◆ **Tasks to complete**:
1) Translate this sentence from the gum disease text into Spanish: "Periodontists and rheumatologists are working together on this ongoing research, Dr. Mikuls notes."
2) Reproduce everything in the gum disease text from "One paper already" down to "Dr. Mikuls notes.", word for word.

◆ **Source text**:
Developing periodontitis, or gum disease that can lead to tooth loss, may somehow be connected to both RA disease severity and a person’s risk for developing RA in the first place, says Dr. Mikuls. “In people with RA, we see higher rates of tooth loss and gum disease, but that’s looking at people after they’ve been diagnosed,” he says. With a grant from the Foundation, Dr. Mikuls and his colleagues are looking closer to find very early signs of RA risk well before diagnosis or even symptomatic disease starts. “There is a recent resurgence of interest in the main bacteria that lead to gum disease, and how they may be creating molecules in the mouth, or changing the proteins in the mouth, and how this may drive the autoantibodies that we see in RA.” Dr. Mikuls’ aim is to better establish those links with a Foundation-supported project grant that was awarded in 2010, part of the Foundation’s Disease Targeted Research Initiative.
One paper already published in Arthritis & Rheumatism in 2012 looked into the links between the bacterium Porphyromonas gingivalis and autoantibodies related to RA in people who were at higher risk for developing RA, including those with close relatives diagnosed with the disease. The early study concluded that infection with this bacterium may play a central role in the early loss of tolerance to autoantibodies like ACPA or rheumatoid factor that occurs in the pathogenesis of RA. Periodontists and rheumatologists are working together on this ongoing research, Dr. Mikuls notes.
Periodontitis is a common condition in the general public, but Dr. Mikuls stresses that this project is just one early step towards understanding its possible role in chronic disease risk. “It’s probably not the cause of all RA, but in some patients could serve as a trigger,” he says. Preventive measures, like maintaining frequency of dental visits for cleanings and good oral health practices, may even play a role in reducing RA risk or symptoms, he notes.

◆ **Provided information**:
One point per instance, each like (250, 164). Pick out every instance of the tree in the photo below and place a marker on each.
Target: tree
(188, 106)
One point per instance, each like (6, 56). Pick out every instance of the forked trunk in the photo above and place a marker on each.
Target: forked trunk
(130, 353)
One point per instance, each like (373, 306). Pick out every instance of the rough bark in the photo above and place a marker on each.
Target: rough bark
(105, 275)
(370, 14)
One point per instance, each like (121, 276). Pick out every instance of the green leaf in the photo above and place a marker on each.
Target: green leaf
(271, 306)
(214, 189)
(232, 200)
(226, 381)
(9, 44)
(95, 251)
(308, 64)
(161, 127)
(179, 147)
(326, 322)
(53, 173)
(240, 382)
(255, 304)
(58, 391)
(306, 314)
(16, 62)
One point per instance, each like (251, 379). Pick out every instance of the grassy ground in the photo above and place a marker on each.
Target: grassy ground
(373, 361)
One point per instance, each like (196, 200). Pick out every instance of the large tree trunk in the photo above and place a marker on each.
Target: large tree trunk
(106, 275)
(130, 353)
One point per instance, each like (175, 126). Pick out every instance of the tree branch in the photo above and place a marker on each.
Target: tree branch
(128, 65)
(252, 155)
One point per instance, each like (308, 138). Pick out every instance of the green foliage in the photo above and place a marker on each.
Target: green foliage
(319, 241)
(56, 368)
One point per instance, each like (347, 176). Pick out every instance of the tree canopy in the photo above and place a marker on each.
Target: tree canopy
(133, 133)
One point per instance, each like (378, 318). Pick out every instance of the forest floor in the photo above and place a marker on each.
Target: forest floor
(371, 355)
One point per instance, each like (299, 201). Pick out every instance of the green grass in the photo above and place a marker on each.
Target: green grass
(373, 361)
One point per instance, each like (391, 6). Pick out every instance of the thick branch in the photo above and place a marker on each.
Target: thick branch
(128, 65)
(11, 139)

◆ **Solutions by task**:
1) Los periodoncistas y los reumatólogos están trabajando juntos en esta investigación en curso, señala el Dr. Mikuls.

2)
One paper already published in Arthritis & Rheumatism in 2012 looked into the links between the bacterium Porphyromonas gingivalis and autoantibodies related to RA in people who were at higher risk for developing RA, including those with close relatives diagnosed with the disease. The early study concluded that infection with this bacterium may play a central role in the early loss of tolerance to autoantibodies like ACPA or rheumatoid factor that occurs in the pathogenesis of RA. Periodontists and rheumatologists are working together on this ongoing research, Dr. Mikuls notes.